__WHAT YOU HAVE TO DO__: Quote the entries below word for word, from their first line up to and including the line with "column 212, row 133". Omit the pictures.

Point annotation dataset records

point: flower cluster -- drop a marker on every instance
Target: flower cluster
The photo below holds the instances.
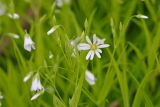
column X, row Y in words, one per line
column 28, row 43
column 93, row 47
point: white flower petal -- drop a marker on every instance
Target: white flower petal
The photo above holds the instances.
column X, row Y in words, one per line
column 103, row 46
column 90, row 78
column 97, row 53
column 83, row 46
column 94, row 38
column 54, row 28
column 89, row 54
column 88, row 40
column 92, row 55
column 99, row 50
column 36, row 83
column 28, row 76
column 28, row 43
column 100, row 41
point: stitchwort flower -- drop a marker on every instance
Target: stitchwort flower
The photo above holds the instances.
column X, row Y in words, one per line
column 28, row 43
column 36, row 86
column 93, row 47
column 90, row 78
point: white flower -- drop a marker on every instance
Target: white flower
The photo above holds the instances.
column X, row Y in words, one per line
column 28, row 76
column 141, row 16
column 74, row 44
column 14, row 35
column 2, row 9
column 52, row 29
column 90, row 78
column 28, row 43
column 94, row 48
column 37, row 95
column 13, row 15
column 36, row 83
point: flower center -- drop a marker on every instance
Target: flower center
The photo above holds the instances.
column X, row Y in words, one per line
column 93, row 47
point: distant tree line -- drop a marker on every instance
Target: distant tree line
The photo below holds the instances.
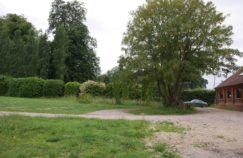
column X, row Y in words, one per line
column 70, row 56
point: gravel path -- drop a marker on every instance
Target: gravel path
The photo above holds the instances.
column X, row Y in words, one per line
column 212, row 133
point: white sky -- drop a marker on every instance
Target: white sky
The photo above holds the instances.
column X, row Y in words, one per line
column 107, row 20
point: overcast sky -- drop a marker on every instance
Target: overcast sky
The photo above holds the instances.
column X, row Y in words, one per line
column 107, row 20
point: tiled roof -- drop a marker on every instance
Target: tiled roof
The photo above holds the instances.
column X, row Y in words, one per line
column 235, row 79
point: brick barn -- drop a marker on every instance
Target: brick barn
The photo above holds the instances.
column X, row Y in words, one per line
column 229, row 93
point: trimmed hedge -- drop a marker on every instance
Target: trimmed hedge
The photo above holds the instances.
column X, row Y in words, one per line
column 53, row 88
column 26, row 87
column 93, row 88
column 202, row 94
column 72, row 88
column 4, row 85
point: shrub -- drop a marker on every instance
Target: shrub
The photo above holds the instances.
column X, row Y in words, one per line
column 53, row 88
column 202, row 94
column 93, row 88
column 26, row 87
column 4, row 85
column 85, row 98
column 72, row 88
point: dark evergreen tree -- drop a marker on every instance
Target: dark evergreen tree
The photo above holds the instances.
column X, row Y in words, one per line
column 44, row 57
column 81, row 61
column 59, row 53
column 19, row 43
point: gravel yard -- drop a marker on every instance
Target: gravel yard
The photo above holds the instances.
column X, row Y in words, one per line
column 211, row 133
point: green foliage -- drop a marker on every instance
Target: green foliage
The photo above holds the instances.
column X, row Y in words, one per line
column 165, row 152
column 93, row 88
column 61, row 137
column 61, row 105
column 59, row 45
column 72, row 88
column 81, row 62
column 4, row 85
column 85, row 98
column 44, row 57
column 19, row 46
column 53, row 88
column 176, row 40
column 202, row 94
column 26, row 87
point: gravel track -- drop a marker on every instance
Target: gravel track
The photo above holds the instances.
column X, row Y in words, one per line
column 211, row 133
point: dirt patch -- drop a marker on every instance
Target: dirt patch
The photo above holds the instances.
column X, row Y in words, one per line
column 211, row 133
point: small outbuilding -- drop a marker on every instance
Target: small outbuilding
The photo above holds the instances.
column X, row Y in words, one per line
column 229, row 93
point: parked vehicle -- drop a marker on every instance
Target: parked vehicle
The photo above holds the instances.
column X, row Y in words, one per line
column 196, row 103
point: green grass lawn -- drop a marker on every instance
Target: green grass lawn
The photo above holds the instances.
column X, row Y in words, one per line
column 22, row 137
column 54, row 105
column 72, row 106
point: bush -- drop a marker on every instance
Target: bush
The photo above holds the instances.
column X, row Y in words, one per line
column 4, row 85
column 202, row 94
column 93, row 88
column 72, row 88
column 26, row 87
column 53, row 88
column 85, row 98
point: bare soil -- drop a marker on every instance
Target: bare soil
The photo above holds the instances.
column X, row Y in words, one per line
column 211, row 133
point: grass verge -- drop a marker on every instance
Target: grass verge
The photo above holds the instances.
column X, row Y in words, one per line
column 70, row 105
column 72, row 138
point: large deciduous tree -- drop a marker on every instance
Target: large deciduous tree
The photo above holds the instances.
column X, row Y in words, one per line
column 81, row 61
column 171, row 41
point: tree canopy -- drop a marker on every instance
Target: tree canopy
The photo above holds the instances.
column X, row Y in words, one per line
column 19, row 46
column 81, row 61
column 70, row 56
column 172, row 41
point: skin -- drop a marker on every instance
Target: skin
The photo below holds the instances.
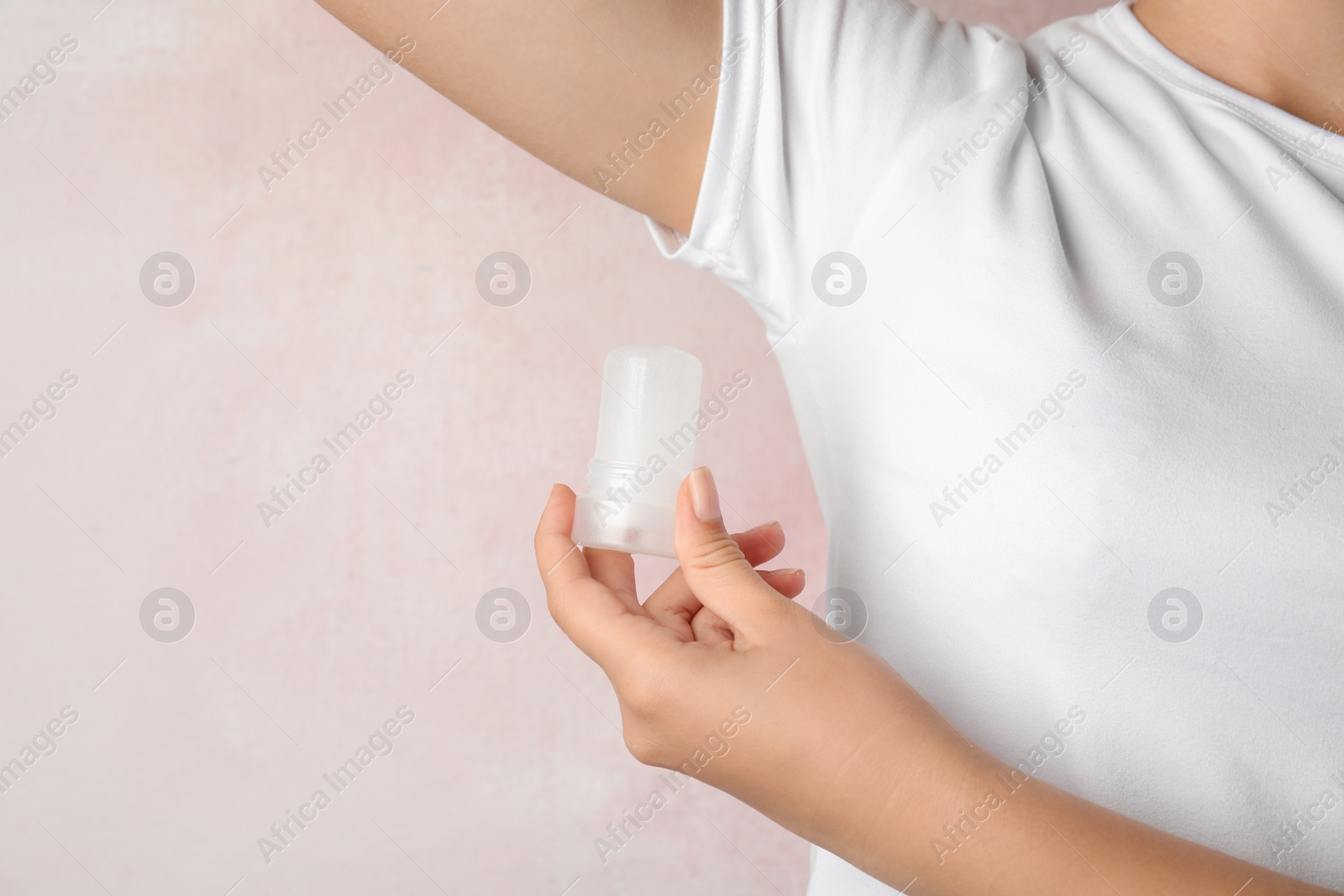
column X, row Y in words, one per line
column 1290, row 56
column 839, row 748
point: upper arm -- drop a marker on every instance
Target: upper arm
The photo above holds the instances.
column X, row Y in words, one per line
column 571, row 82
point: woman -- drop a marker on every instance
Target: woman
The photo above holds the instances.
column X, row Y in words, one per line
column 1061, row 322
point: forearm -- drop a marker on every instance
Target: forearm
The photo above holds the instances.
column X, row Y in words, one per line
column 904, row 797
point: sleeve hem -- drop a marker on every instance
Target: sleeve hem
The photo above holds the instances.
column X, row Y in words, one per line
column 732, row 141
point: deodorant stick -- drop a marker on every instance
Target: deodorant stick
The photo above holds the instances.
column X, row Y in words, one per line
column 645, row 446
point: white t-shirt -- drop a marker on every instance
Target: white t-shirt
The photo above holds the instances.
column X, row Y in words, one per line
column 1093, row 351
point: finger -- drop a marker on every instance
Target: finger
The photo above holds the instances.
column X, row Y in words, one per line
column 582, row 606
column 710, row 629
column 786, row 582
column 712, row 563
column 674, row 604
column 615, row 570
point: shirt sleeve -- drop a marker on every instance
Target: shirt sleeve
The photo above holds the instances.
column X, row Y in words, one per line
column 819, row 101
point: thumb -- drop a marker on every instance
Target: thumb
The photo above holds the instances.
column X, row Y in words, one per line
column 712, row 563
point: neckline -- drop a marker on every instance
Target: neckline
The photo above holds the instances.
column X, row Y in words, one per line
column 1289, row 130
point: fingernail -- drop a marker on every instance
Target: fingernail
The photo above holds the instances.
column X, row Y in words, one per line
column 705, row 497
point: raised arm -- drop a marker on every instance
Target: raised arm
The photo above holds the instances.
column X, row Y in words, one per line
column 577, row 83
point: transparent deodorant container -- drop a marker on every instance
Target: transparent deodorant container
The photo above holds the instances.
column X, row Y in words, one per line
column 645, row 446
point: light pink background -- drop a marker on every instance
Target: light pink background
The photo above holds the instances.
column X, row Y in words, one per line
column 356, row 600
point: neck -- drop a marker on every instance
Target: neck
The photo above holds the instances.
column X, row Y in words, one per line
column 1288, row 55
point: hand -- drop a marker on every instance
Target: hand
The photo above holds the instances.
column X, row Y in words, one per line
column 721, row 676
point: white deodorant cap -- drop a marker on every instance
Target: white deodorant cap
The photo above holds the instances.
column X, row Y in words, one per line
column 645, row 446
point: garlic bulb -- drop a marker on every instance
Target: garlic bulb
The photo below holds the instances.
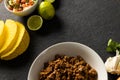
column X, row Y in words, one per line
column 112, row 64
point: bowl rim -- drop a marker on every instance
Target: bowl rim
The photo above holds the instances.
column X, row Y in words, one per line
column 57, row 44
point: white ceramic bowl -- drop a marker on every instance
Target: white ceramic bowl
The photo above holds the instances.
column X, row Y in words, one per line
column 24, row 12
column 69, row 49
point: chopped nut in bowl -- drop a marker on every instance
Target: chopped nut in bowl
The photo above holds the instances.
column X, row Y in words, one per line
column 21, row 7
column 68, row 61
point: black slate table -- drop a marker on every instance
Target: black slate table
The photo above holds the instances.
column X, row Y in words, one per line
column 90, row 22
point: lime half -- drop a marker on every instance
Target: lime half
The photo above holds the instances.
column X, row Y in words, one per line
column 46, row 10
column 34, row 22
column 51, row 1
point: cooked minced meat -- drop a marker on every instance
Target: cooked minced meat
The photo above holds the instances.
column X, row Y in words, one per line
column 67, row 68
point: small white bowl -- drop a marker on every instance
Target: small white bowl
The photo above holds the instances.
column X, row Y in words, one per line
column 69, row 49
column 24, row 12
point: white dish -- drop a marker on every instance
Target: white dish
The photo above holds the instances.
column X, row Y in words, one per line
column 69, row 49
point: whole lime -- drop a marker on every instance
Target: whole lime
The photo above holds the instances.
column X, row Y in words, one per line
column 46, row 10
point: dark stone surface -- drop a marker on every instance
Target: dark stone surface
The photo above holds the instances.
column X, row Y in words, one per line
column 91, row 22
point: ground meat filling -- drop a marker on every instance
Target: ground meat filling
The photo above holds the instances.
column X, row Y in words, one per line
column 68, row 68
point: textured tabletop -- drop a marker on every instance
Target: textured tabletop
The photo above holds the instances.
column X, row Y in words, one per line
column 90, row 22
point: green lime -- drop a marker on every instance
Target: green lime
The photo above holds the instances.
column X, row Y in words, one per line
column 34, row 22
column 46, row 10
column 51, row 1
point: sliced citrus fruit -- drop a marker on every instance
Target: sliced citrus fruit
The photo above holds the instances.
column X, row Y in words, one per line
column 34, row 22
column 46, row 10
column 10, row 36
column 51, row 1
column 1, row 33
column 21, row 43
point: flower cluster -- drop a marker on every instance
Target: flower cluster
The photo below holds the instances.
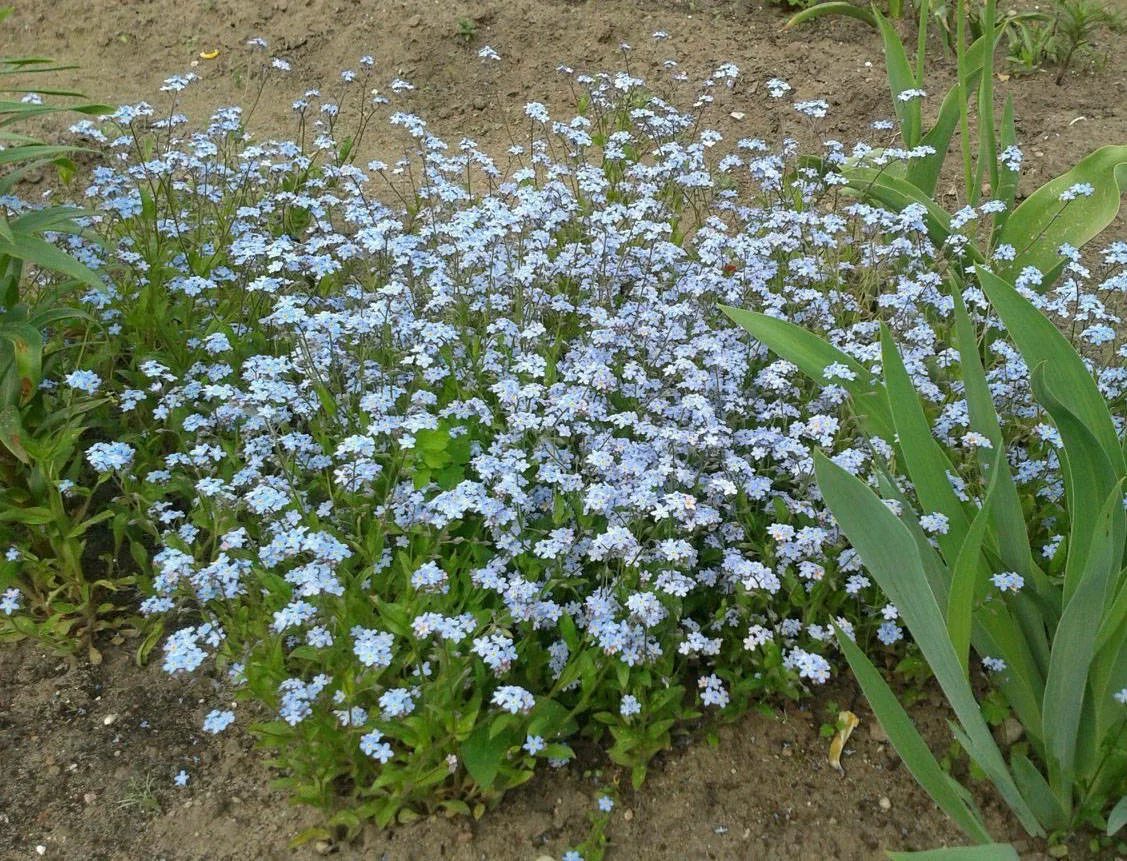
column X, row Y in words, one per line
column 444, row 455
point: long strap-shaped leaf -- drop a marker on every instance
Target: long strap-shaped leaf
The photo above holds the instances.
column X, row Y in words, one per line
column 1040, row 342
column 889, row 555
column 1044, row 222
column 910, row 744
column 813, row 355
column 925, row 460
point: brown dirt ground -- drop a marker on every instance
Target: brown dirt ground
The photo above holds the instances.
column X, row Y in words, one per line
column 77, row 740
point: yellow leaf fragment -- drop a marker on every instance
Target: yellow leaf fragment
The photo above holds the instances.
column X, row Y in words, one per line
column 846, row 722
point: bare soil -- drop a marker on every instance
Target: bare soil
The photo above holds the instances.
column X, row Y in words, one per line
column 88, row 753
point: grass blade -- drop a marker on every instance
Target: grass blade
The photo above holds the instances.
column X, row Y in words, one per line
column 889, row 555
column 910, row 744
column 813, row 355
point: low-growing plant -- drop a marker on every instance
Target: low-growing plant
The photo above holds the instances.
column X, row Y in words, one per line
column 450, row 461
column 447, row 476
column 1054, row 639
column 1062, row 35
column 44, row 513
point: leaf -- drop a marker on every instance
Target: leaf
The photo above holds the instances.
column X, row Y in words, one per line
column 924, row 172
column 1008, row 515
column 832, row 8
column 1038, row 792
column 1041, row 343
column 896, row 194
column 985, row 852
column 901, row 78
column 482, row 753
column 926, row 462
column 1043, row 222
column 27, row 349
column 1118, row 817
column 1074, row 645
column 965, row 579
column 813, row 355
column 910, row 744
column 46, row 256
column 889, row 553
column 12, row 434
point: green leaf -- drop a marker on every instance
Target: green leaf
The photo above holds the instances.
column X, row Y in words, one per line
column 889, row 553
column 832, row 8
column 966, row 579
column 27, row 349
column 896, row 194
column 46, row 256
column 901, row 78
column 1038, row 792
column 813, row 355
column 1043, row 222
column 1041, row 343
column 910, row 744
column 925, row 460
column 985, row 852
column 1074, row 647
column 924, row 172
column 484, row 753
column 1118, row 817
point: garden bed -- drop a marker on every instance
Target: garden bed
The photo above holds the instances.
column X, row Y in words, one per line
column 89, row 752
column 89, row 755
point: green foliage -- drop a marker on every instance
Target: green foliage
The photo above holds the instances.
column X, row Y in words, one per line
column 40, row 431
column 1061, row 36
column 1063, row 639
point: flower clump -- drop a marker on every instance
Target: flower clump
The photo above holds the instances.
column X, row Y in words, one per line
column 451, row 459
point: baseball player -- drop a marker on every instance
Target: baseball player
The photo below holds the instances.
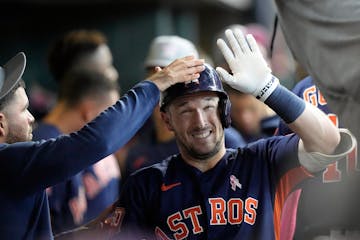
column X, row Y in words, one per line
column 27, row 168
column 208, row 191
column 310, row 216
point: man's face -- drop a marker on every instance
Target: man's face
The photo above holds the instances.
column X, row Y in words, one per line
column 102, row 60
column 16, row 120
column 196, row 124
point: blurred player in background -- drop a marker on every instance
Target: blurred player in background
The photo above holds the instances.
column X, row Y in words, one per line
column 326, row 206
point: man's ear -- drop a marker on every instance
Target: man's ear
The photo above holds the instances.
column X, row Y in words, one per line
column 166, row 118
column 2, row 125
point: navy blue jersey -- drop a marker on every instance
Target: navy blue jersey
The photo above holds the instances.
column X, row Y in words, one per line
column 329, row 199
column 101, row 182
column 63, row 194
column 28, row 168
column 234, row 200
column 146, row 153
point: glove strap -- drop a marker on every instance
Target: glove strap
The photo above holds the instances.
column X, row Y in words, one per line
column 269, row 87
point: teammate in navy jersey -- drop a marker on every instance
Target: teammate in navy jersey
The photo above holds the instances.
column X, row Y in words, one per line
column 28, row 168
column 83, row 197
column 156, row 142
column 310, row 216
column 208, row 191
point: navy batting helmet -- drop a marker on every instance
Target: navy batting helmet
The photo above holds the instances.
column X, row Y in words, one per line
column 209, row 80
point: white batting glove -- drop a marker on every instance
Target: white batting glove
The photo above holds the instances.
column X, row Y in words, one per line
column 251, row 73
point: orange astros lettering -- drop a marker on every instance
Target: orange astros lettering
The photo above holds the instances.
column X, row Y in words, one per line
column 165, row 188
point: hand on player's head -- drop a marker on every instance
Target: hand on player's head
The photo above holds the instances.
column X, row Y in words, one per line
column 181, row 70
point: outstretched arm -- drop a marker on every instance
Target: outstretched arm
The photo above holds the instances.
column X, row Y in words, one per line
column 251, row 74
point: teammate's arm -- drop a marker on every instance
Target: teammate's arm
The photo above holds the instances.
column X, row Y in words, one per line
column 251, row 74
column 36, row 165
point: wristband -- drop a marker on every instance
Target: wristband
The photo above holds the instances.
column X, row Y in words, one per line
column 269, row 87
column 286, row 104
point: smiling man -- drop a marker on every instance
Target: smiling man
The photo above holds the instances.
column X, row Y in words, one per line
column 208, row 191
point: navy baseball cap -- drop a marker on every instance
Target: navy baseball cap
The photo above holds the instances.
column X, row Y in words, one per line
column 11, row 72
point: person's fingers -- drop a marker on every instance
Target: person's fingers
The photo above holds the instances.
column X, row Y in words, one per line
column 234, row 43
column 242, row 41
column 225, row 50
column 252, row 43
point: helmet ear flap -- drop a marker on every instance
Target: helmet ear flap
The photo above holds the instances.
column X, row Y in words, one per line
column 225, row 107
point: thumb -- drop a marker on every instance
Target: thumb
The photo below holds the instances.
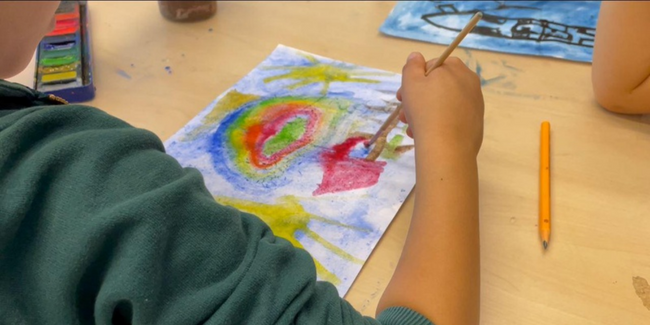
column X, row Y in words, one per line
column 415, row 66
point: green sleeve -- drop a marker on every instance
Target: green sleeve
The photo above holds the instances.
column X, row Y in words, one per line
column 99, row 225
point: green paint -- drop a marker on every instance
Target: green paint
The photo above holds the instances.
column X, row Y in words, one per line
column 291, row 132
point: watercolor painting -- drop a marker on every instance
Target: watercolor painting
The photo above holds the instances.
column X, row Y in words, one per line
column 287, row 143
column 559, row 29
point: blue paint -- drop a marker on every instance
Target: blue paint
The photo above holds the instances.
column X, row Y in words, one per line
column 407, row 21
column 222, row 156
column 123, row 74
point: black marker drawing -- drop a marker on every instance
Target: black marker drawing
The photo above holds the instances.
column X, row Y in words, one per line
column 538, row 30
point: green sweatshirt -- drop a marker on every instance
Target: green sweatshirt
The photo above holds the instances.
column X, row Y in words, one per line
column 99, row 225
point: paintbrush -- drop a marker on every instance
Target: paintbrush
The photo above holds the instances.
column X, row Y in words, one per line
column 468, row 28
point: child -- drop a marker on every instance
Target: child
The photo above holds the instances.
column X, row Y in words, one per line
column 99, row 225
column 621, row 65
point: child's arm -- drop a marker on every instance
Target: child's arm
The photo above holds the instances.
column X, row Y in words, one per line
column 438, row 274
column 621, row 64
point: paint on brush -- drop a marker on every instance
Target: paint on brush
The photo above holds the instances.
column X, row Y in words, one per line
column 344, row 173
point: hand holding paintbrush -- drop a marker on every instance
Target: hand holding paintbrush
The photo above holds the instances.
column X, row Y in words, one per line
column 430, row 67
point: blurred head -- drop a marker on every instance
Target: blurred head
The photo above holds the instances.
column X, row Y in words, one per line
column 22, row 26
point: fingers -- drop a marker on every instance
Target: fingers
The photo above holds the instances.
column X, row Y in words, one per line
column 402, row 117
column 414, row 66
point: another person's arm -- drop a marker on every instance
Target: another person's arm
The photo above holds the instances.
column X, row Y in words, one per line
column 438, row 273
column 621, row 63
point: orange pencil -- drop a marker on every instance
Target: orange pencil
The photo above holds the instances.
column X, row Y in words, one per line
column 545, row 185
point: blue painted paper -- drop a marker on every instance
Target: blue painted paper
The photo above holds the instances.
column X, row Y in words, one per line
column 559, row 29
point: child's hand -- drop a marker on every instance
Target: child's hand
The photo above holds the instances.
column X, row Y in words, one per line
column 445, row 107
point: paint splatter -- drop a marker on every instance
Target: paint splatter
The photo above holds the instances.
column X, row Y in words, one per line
column 287, row 219
column 261, row 140
column 642, row 289
column 315, row 72
column 123, row 74
column 343, row 173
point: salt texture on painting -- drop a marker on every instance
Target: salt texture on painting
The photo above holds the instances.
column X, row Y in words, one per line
column 286, row 143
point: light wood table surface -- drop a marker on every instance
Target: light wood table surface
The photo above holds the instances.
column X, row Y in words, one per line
column 600, row 161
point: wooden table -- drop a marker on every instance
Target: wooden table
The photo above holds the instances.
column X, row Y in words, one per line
column 601, row 161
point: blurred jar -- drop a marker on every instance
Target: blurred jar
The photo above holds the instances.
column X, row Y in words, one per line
column 187, row 10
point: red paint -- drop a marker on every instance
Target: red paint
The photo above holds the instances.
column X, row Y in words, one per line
column 273, row 121
column 342, row 173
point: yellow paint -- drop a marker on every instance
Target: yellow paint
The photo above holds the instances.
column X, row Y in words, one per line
column 319, row 72
column 228, row 103
column 54, row 77
column 286, row 219
column 58, row 68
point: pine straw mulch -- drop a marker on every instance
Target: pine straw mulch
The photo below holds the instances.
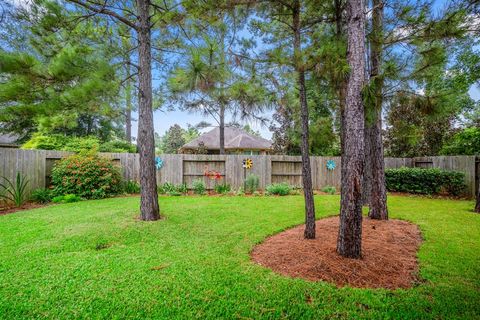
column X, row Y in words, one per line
column 389, row 255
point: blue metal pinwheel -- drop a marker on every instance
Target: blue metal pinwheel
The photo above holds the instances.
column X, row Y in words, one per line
column 158, row 163
column 331, row 165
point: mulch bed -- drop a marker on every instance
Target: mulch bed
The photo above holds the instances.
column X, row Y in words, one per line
column 389, row 255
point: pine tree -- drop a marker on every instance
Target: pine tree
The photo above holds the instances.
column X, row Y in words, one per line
column 350, row 232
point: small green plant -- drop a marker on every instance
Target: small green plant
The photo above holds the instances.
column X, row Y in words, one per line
column 280, row 189
column 41, row 195
column 68, row 198
column 222, row 188
column 329, row 189
column 14, row 191
column 131, row 187
column 251, row 183
column 198, row 186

__SOLVED EXERCISE__:
point: flower cluster -- drop a marker on every instance
Target: flower cluster
The photo below holds the instances.
column X, row Y in words, one per line
column 28, row 43
column 93, row 47
point: white flower petal -- drop a marker on every instance
Target: white flower petal
The photo above holds the instances.
column X, row Y in words, one per line
column 103, row 46
column 90, row 78
column 97, row 53
column 83, row 46
column 94, row 38
column 54, row 28
column 89, row 54
column 88, row 40
column 92, row 55
column 99, row 50
column 36, row 83
column 28, row 76
column 28, row 43
column 100, row 41
point: stitchwort flower -- drop a marker on every instance
Target: stitchwort flower
The photo above holds the instances.
column X, row Y in words, one per line
column 28, row 43
column 36, row 86
column 93, row 47
column 90, row 78
point: white flower -- drop a marker on every instance
Target: white flower
The photo above holds the instances.
column X, row Y in words, one per line
column 28, row 76
column 141, row 16
column 74, row 44
column 14, row 35
column 2, row 9
column 52, row 29
column 90, row 78
column 28, row 43
column 94, row 48
column 37, row 95
column 13, row 15
column 36, row 83
point: flower center -- drop a marker on every instance
Target: flower center
The photo above holds the instances.
column X, row Y in words, one per line
column 93, row 47
point: distant tree line -- drop a marker on every instance
Target: distant tree line
The photo below holds the instances.
column X, row Y in words, one per line
column 70, row 56
point: gravel path -- drop a marker on every instance
Target: gravel path
The photo above holds the instances.
column X, row Y in words, one per line
column 212, row 133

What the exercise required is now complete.